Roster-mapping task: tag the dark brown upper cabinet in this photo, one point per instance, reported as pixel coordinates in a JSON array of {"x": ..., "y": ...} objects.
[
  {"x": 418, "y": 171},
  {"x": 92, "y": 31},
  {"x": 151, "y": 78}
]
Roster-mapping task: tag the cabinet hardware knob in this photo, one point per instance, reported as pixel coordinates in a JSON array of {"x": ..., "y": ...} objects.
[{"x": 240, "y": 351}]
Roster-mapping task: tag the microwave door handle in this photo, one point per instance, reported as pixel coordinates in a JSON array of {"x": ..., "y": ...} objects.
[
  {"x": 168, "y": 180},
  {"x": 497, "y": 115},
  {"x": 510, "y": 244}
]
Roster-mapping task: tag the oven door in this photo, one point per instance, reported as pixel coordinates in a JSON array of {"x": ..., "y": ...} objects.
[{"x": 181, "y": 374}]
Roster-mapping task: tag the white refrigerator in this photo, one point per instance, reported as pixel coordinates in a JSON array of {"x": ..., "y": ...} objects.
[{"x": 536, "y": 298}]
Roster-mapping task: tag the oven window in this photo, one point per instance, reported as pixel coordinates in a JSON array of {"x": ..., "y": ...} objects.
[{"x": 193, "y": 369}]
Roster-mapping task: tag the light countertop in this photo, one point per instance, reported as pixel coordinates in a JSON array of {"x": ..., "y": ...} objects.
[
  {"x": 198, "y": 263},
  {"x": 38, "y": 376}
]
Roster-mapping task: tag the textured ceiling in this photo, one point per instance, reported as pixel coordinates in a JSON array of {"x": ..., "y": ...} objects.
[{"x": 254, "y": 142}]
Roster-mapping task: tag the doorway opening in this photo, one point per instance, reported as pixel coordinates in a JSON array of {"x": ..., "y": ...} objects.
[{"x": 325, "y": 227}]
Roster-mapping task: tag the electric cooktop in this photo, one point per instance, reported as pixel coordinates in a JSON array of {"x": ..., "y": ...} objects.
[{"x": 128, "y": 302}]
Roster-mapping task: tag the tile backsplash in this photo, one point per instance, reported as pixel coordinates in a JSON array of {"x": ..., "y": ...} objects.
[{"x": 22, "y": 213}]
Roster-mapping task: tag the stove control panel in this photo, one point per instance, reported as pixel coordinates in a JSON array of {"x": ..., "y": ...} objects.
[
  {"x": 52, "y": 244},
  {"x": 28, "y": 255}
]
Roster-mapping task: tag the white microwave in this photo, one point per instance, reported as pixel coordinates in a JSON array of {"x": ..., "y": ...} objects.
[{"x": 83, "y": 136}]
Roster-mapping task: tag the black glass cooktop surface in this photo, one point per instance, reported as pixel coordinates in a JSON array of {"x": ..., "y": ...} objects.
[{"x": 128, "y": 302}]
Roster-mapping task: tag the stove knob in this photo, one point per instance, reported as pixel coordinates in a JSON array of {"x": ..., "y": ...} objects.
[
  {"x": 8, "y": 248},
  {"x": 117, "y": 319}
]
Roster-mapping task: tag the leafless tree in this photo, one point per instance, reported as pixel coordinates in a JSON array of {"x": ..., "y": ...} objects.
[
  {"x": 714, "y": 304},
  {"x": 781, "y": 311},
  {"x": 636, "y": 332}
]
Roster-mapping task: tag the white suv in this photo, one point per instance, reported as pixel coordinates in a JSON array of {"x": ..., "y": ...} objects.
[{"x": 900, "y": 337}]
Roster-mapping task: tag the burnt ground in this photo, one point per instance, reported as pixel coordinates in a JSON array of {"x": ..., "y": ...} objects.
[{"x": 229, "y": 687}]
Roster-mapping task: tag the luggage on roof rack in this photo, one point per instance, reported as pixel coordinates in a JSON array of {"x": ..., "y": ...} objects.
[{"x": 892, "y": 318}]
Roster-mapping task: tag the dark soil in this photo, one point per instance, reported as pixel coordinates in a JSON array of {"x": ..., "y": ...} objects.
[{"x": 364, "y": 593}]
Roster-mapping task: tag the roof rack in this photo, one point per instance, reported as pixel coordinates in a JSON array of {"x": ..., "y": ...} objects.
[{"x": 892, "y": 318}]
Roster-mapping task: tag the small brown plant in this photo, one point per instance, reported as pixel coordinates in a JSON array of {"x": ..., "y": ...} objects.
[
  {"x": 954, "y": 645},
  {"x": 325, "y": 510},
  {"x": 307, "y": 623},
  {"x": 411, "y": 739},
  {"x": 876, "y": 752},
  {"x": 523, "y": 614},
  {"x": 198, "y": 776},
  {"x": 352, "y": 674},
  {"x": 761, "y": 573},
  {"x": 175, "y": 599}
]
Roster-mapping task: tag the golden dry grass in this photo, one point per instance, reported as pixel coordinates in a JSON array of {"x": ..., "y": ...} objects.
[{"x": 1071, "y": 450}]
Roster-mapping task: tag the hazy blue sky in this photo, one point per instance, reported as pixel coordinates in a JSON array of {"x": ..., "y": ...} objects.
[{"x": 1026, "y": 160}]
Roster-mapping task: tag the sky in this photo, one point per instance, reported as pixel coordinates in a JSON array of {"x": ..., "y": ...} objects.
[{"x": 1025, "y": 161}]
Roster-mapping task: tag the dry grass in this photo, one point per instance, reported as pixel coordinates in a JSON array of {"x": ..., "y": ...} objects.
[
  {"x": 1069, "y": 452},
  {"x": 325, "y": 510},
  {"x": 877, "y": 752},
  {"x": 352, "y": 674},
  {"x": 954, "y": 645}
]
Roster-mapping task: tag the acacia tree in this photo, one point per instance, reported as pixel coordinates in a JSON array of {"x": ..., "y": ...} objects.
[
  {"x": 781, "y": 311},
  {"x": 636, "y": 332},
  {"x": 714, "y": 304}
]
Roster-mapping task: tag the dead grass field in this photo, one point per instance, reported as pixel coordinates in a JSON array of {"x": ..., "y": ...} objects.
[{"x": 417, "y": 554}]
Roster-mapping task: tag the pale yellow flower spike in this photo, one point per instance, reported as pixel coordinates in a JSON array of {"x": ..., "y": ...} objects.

▬▬▬

Output every record above, exactly as written.

Roster-mapping task: tag the dark brown upper cabinet in this photo, one point per instance, reported as pixel coordinates in a JSON array of {"x": ..., "y": ...} objects.
[
  {"x": 418, "y": 171},
  {"x": 92, "y": 31},
  {"x": 151, "y": 78}
]
Roster-mapping task: tag the cabinet hardware knob in this photo, one point per instance, reported as pixel coordinates in a JSON array of {"x": ..., "y": ...} objects.
[{"x": 240, "y": 351}]
Roster-mapping task: tag the microwave door handle in this photo, one point per instance, reported as pixel coordinates in a JSON array of {"x": ..., "y": ...} objects.
[
  {"x": 168, "y": 180},
  {"x": 497, "y": 115},
  {"x": 510, "y": 244}
]
Roster-mapping task: tag the oven door in this photo, one point per instance, reported as pixel coordinates in a JSON array of {"x": ..., "y": ...} objects.
[{"x": 181, "y": 374}]
Roster-mapping task: tag the white refrigerator in this photo, one point per instance, reported as pixel coordinates in a JSON array of {"x": ..., "y": ...} objects.
[{"x": 536, "y": 298}]
Roster-mapping task: tag the oven window in this photo, one point per instance, reported as pixel coordinates in a JSON array of {"x": ..., "y": ...} objects.
[{"x": 193, "y": 369}]
Roster-mapping task: tag the light countertop in this photo, one point per instance, reported as pixel coordinates in a JSON array of {"x": ..., "y": ...} objects.
[
  {"x": 198, "y": 263},
  {"x": 38, "y": 376}
]
Roster-mapping task: tag the textured ceiling in this photo, one point per instance, reported as pixel coordinates in a JSON array of {"x": ..., "y": ...} objects.
[{"x": 254, "y": 142}]
Roster-mapping task: tag the doorway opening in this photo, one point per instance, reported as pixel coordinates in a JSON array of {"x": ..., "y": ...} objects.
[{"x": 325, "y": 227}]
Roster-mapping task: tag the electric cooktop in this photo, one point per instance, reported as pixel coordinates in a JSON array of {"x": ..., "y": ...} objects.
[{"x": 128, "y": 302}]
Roster-mapping task: tag the tile backsplash in this photo, one point per instance, reported as pixel coordinates in a JSON array of {"x": ..., "y": ...} objects.
[{"x": 22, "y": 213}]
Roster-mapping task: tag the stove control panel in this photo, one point per instance, reported as pixel coordinates in a JSON array of {"x": ..., "y": ...} objects.
[
  {"x": 52, "y": 244},
  {"x": 28, "y": 255}
]
Roster-mapping task: tag the white microwave in this photo, one point per instance, reported as pixel coordinates in a JSON array of {"x": ..., "y": ...} objects.
[{"x": 83, "y": 136}]
Roster-mapping task: tag the black glass cooktop surface in this photo, one point per instance, reported as pixel coordinates in a JSON array of {"x": ..., "y": ...} objects.
[{"x": 128, "y": 302}]
Roster-mapping task: tag the stove knob in this photo, one point per instance, reported as pixel coordinates in a JSON array of {"x": ..., "y": ...} objects.
[
  {"x": 8, "y": 248},
  {"x": 117, "y": 319}
]
Roster-mapping task: tag the leafless tree in this photo, one point per instance, reported as pixel coordinates in a JSON array of {"x": ..., "y": ...} objects.
[
  {"x": 714, "y": 304},
  {"x": 781, "y": 311},
  {"x": 636, "y": 332}
]
Roster-mapping task: tag the white suv in this photo, one point per instance, reported as pixel coordinates in a JSON array of {"x": ..., "y": ...} objects.
[{"x": 900, "y": 337}]
Roster-mapping task: tag the burnt ground in this photo, one point per instance, reported as pixel coordinates in a JSON array of {"x": ..., "y": ...} objects.
[{"x": 229, "y": 687}]
Roster-mapping task: tag the luggage on roof rack in this photo, one point per instance, reported as pixel coordinates in a JSON array of {"x": ..., "y": ...} objects.
[{"x": 892, "y": 318}]
Roster-mapping task: tag the dark soil in this photo, one point per instance, reported as pixel coordinates in a JSON array of {"x": ..., "y": ...} objects.
[{"x": 364, "y": 593}]
Roster-mapping task: tag the roof rack in this photo, one point per instance, reported as pixel coordinates in a JSON array of {"x": ..., "y": ...} objects.
[{"x": 892, "y": 318}]
Roster-mapping task: tag the small brown plant in this photo, one point per instance, reported as pixel coordinates in a JSON array of {"x": ..., "y": ...} objects.
[
  {"x": 954, "y": 645},
  {"x": 325, "y": 510},
  {"x": 307, "y": 623},
  {"x": 411, "y": 739},
  {"x": 876, "y": 752},
  {"x": 523, "y": 614},
  {"x": 198, "y": 776},
  {"x": 352, "y": 674},
  {"x": 761, "y": 573},
  {"x": 175, "y": 599}
]
Roster-mapping task: tag the golden dry grass in this photo, one point per instance, reported as pixel coordinates in a JSON array of {"x": ..., "y": ...} objects.
[{"x": 1071, "y": 450}]
Roster-mapping task: tag the hazy blue sky in this photo, one point per instance, reported as pixel coordinates in a JSON array of {"x": ..., "y": ...} objects.
[{"x": 1026, "y": 160}]
Roster-mapping task: tag the sky in this photo, one point per instance, reported as pixel coordinates in a JSON array of {"x": ..., "y": ...} objects.
[{"x": 1025, "y": 161}]
Roster-mapping task: tag the dry grass in this photo, one point per instance, reported as pixel coordinates in a JSON array of {"x": ..., "y": ...} objects.
[
  {"x": 1069, "y": 452},
  {"x": 325, "y": 510},
  {"x": 877, "y": 752},
  {"x": 352, "y": 674},
  {"x": 954, "y": 645}
]
Roster-mapping task: tag the acacia tree in this photo, one point per instance, reported as pixel coordinates in a JSON array of {"x": ..., "y": ...} objects.
[
  {"x": 781, "y": 311},
  {"x": 636, "y": 332},
  {"x": 714, "y": 304}
]
Roster-mapping task: tag the dead grass field in this photo, one point per instance, reported as pixel coordinates in a JSON array of {"x": ..., "y": ...} objects.
[{"x": 417, "y": 554}]
Roster-mapping task: tag the pale yellow flower spike in this photo, one point per instance, reported as pixel coordinates in a JSON array of {"x": ..., "y": ...} objects.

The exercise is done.